Haz una lista de todas las personas a las que el texto sobre los trabajadores migrantes menciona con nombre propio.

TEXTO FUENTE:
◇ ◇ ◇

Cada tantos días, Hasan y su madre usan una aplicación de celular y una tarjeta de prepago de internet para hablar con Heron, quien se encuentra varado en el dormitorio de Catar. Está demasiado enfermo para trabajar, comentó, pero no tiene dinero para tomar un avión de regreso a casa. Después de otro año, la agencia de empleos está obligada contractualmente a pagarle el vuelo de regreso a casa. Desea una nueva oportunidad, con la esperanza de recuperar su salud, con la esperanza de que vuelvan a pagarle y lograr que sus propios hijos se libren de su destino.
“Sueño con que mis hijos hagan algo con sus vidas”, comentó.
En el pueblo de Patzún, Guatemala, la familia de Édgar Tzirin usaba el dinero que él ganaba trabajando como cocinero en un restaurante de sopa y sándwiches de Nueva York para construir una casa nueva. Tzirin ganaba unos 2000 dólares al mes. Cada dos semanas, enviaba sin falta a su familia de 500 a 700 dólares.
Este dinero resultó ser indispensable en el momento en que la pandemia dejó sin empleo a sus tres hermanas. Cuando tuvieron que hospitalizar a su madre —tal vez con COVID— él se hizo cargo de los gastos.
Pero en abril, con la suspensión de actividades en Nueva York, Tzirin perdió su empleo. Cuando murió su abuelo al mes siguiente, no pudo enviarles dinero para su funeral y eso le causó un profundo dolor. Solía hablar con su familia cada dos o tres días, pero ya no puede soportarlo y se ha retraído en su aislamiento y soledad. No les ha contado que perdió el empleo.
“Mi familia me necesita”, afirmó.
Tzirin se levanta a las 5:30 todos los días y sale a buscar trabajo en la construcción o empleos temporales como jornalero, pero casi siempre regresa a casa con las manos vacías. “No encuentro nada”, señaló.
Ya debe tres meses de renta. Tiene pensado regresar a Guatemala por primera vez en una década, pero ¿qué puede hacer ahí?
“Es una experiencia muy dura”, comentó Tzirin. “La gente se está desesperando”.
Muchos trabajadores migrantes se están enfrentando a dos emergencias al mismo tiempo: la pérdida de sus ingresos y la amenaza del virus.
Tudor, el inmigrante rumano que vive en el Reino Unido, salió de su región de origen en Transilvania cuando tenía veintitantos años. Después de dejar una vida peligrosa de minero en una mina de carbón, primero llegó a España, donde trabajó en el área de seguridad. Cuando la crisis financiera global hundió al país en una verdadera depresión en 2009, se fue al Reino Unido y se estableció en Weston-super-Mare, un pueblo costero de 76.000 habitantes a unos 250 kilómetros al oeste de Londres.

◇ ◇ ◇

ENTRADAS PROPORCIONADAS:

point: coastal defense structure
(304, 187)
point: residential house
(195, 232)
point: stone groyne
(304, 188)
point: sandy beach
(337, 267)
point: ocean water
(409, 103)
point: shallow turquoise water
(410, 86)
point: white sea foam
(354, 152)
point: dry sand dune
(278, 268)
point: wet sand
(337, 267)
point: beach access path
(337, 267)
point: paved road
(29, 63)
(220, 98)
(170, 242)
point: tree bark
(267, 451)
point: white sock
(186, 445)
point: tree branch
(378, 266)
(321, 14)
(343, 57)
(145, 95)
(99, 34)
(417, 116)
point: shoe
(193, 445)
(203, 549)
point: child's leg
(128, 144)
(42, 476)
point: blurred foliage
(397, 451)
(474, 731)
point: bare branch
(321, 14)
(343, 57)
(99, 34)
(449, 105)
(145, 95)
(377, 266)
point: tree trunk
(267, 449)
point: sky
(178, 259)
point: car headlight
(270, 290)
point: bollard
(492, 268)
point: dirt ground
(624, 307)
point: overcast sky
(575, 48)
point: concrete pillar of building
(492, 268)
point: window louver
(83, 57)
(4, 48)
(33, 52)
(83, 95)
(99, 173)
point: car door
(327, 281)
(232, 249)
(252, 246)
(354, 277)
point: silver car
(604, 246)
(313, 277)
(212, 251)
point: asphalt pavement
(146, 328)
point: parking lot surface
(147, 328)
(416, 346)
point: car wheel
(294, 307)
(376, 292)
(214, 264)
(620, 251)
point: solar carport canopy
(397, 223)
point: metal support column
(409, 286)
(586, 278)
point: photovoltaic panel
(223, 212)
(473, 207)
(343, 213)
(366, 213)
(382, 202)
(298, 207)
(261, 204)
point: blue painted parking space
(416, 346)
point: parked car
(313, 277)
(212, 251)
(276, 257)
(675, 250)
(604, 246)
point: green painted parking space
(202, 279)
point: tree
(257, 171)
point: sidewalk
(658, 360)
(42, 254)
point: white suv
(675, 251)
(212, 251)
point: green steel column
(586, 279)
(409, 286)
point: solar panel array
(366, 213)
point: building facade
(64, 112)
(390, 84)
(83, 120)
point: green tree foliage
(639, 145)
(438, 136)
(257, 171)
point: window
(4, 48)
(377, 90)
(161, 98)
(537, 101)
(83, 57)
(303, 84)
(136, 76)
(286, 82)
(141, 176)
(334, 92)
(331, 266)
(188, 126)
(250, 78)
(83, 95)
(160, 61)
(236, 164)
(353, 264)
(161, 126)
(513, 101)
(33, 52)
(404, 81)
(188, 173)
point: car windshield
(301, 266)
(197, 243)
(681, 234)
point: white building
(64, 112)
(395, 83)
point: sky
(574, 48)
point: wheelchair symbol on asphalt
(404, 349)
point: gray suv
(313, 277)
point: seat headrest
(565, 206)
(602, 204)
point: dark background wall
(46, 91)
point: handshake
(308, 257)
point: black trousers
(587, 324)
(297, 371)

◇ ◇ ◇

RESPUESTA ESCRITA:
Hasan, Heron, Édgar Tzirin y Tudor.